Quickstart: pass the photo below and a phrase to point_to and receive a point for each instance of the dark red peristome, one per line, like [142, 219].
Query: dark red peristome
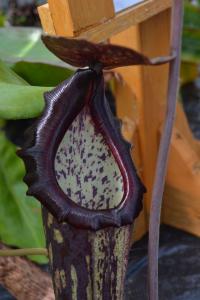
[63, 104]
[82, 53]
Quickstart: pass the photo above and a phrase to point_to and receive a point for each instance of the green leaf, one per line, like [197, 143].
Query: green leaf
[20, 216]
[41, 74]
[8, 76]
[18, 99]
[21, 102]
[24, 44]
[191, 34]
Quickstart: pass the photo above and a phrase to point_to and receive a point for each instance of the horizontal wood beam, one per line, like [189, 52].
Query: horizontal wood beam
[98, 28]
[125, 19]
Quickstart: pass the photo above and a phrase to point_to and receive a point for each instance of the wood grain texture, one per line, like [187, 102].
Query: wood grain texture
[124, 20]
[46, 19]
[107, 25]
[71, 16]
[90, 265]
...
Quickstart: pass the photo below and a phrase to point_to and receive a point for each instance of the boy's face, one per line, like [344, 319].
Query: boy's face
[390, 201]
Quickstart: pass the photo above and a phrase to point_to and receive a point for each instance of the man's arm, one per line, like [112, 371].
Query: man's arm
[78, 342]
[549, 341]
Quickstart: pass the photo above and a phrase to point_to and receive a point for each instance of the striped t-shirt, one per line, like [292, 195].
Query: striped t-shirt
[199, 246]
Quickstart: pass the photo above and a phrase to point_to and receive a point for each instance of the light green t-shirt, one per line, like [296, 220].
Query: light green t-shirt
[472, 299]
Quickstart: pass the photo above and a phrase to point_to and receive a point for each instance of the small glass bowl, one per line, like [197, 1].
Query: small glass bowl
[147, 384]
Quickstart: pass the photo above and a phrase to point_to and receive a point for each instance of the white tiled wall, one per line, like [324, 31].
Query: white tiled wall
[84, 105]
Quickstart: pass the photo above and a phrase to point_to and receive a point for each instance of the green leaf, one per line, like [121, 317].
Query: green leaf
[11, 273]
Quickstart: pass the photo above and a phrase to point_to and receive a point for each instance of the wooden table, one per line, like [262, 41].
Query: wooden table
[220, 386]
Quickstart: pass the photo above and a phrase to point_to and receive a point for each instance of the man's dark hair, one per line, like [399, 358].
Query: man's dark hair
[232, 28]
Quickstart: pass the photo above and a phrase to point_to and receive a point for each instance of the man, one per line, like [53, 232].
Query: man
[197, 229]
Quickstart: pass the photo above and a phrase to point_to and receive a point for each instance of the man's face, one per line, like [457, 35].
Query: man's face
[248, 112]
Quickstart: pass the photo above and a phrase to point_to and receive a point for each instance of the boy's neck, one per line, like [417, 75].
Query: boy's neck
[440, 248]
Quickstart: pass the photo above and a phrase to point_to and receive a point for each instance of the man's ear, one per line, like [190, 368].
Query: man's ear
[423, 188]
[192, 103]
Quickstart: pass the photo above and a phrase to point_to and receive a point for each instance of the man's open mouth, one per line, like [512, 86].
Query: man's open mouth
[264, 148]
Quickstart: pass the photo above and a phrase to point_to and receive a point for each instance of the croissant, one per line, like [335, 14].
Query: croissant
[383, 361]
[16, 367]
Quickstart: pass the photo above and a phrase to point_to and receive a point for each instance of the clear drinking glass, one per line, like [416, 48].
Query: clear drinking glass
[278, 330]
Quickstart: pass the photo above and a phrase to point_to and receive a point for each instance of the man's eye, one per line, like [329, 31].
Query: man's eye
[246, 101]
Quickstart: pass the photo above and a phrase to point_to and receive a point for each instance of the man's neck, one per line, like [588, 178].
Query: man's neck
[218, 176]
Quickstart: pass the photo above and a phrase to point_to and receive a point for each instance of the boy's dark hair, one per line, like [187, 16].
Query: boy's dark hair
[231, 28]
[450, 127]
* * *
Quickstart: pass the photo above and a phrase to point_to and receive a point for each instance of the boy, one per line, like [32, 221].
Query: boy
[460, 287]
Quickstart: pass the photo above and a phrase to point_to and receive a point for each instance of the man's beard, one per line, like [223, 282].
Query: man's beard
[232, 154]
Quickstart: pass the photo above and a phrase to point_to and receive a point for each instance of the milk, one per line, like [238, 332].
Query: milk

ABOUT THIS TASK: Starting at the line above that holds "like [142, 219].", repeat every line exactly down to and including the line that holds "like [189, 52].", then stop. Do not carry over any pictures.

TASK ANSWER:
Quickstart: pass the photo below and a phrase to point_to and receive a point for each instance of the dark red peristome, one per line, like [142, 219].
Query: dark red peristome
[63, 104]
[82, 53]
Quickstart: pass the photo above and a phrase to point_to and receive a point for each instance of the green leaf, one per line, like [197, 143].
Query: green leaf
[20, 216]
[41, 74]
[8, 76]
[18, 99]
[21, 102]
[24, 44]
[191, 34]
Quickstart: pass the photo above and a phrase to point_to and receive a point for each instance of the horizontal wood beam, one per line, like [189, 52].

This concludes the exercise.